→ **DATA TO PROCESS**:
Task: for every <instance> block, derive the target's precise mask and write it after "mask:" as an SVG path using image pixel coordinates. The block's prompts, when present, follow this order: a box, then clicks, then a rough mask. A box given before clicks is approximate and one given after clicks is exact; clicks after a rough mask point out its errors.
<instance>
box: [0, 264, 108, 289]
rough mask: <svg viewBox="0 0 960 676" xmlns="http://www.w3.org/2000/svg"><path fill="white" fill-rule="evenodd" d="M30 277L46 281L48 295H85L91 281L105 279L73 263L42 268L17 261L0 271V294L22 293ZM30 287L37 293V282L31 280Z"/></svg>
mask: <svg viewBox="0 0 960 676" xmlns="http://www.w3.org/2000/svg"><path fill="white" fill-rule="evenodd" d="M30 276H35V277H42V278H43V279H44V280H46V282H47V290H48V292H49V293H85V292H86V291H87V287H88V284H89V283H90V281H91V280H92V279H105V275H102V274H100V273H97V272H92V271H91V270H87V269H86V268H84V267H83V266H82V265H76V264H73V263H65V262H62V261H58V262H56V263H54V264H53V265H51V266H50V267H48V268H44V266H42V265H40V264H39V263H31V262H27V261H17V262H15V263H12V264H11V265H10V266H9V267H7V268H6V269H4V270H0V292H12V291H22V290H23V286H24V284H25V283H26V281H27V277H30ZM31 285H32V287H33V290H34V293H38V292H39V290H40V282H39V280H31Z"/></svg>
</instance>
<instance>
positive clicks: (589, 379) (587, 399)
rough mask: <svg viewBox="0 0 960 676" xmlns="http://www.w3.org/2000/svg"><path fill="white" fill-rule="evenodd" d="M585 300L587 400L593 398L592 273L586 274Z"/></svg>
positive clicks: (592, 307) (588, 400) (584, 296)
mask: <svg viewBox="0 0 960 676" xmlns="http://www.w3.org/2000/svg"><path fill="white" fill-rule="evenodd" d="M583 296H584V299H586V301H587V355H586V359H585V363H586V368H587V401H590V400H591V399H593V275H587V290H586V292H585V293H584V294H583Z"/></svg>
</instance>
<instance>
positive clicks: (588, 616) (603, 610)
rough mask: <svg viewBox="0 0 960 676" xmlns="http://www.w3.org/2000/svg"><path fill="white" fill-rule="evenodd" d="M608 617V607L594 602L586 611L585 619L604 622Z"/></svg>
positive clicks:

→ **TASK ITEM**: For each record above, give it again without a single change.

→ **ANSWER TO THE EXERCISE**:
Task: for every <instance> block, derive the target's precise mask and write it after "mask:" as an SVG path using image pixel coordinates. The block's prompts, when present, follow this order: a box, then clicks, then a rough mask. A box given before clicks is approximate and one given after clicks is exact; clicks after a rough mask point out its errors.
<instance>
box: [0, 264, 108, 289]
rough mask: <svg viewBox="0 0 960 676" xmlns="http://www.w3.org/2000/svg"><path fill="white" fill-rule="evenodd" d="M30 277L46 281L48 295H85L91 281L105 279L73 263L42 268L17 261L0 271V294L22 293ZM30 287L37 293V282L31 280Z"/></svg>
mask: <svg viewBox="0 0 960 676" xmlns="http://www.w3.org/2000/svg"><path fill="white" fill-rule="evenodd" d="M30 276H35V277H42V278H43V279H44V280H46V282H47V290H48V292H49V293H85V292H86V291H87V287H88V284H89V283H90V281H91V280H92V279H105V275H102V274H100V273H97V272H92V271H91V270H87V269H86V268H84V267H83V266H82V265H76V264H73V263H65V262H62V261H58V262H56V263H54V264H53V265H51V266H50V267H48V268H44V266H42V265H40V264H39V263H31V262H27V261H17V262H15V263H12V264H11V265H10V266H9V267H7V268H6V269H4V270H0V292H12V291H22V290H23V286H24V284H25V283H26V281H27V277H30ZM31 285H32V287H33V290H34V293H38V292H39V290H40V282H39V280H31Z"/></svg>
</instance>
<instance>
positive clicks: (589, 379) (587, 399)
rough mask: <svg viewBox="0 0 960 676" xmlns="http://www.w3.org/2000/svg"><path fill="white" fill-rule="evenodd" d="M585 300L587 400L593 398L592 273L586 274Z"/></svg>
positive clicks: (592, 307) (588, 400) (584, 296)
mask: <svg viewBox="0 0 960 676" xmlns="http://www.w3.org/2000/svg"><path fill="white" fill-rule="evenodd" d="M583 296H584V299H586V301H587V355H586V359H585V363H586V368H587V401H590V400H591V399H593V275H587V290H586V292H585V293H584V294H583Z"/></svg>
</instance>
<instance>
positive clicks: (588, 616) (603, 610)
rough mask: <svg viewBox="0 0 960 676" xmlns="http://www.w3.org/2000/svg"><path fill="white" fill-rule="evenodd" d="M608 617V607L594 602L586 611L585 619L604 622Z"/></svg>
positive clicks:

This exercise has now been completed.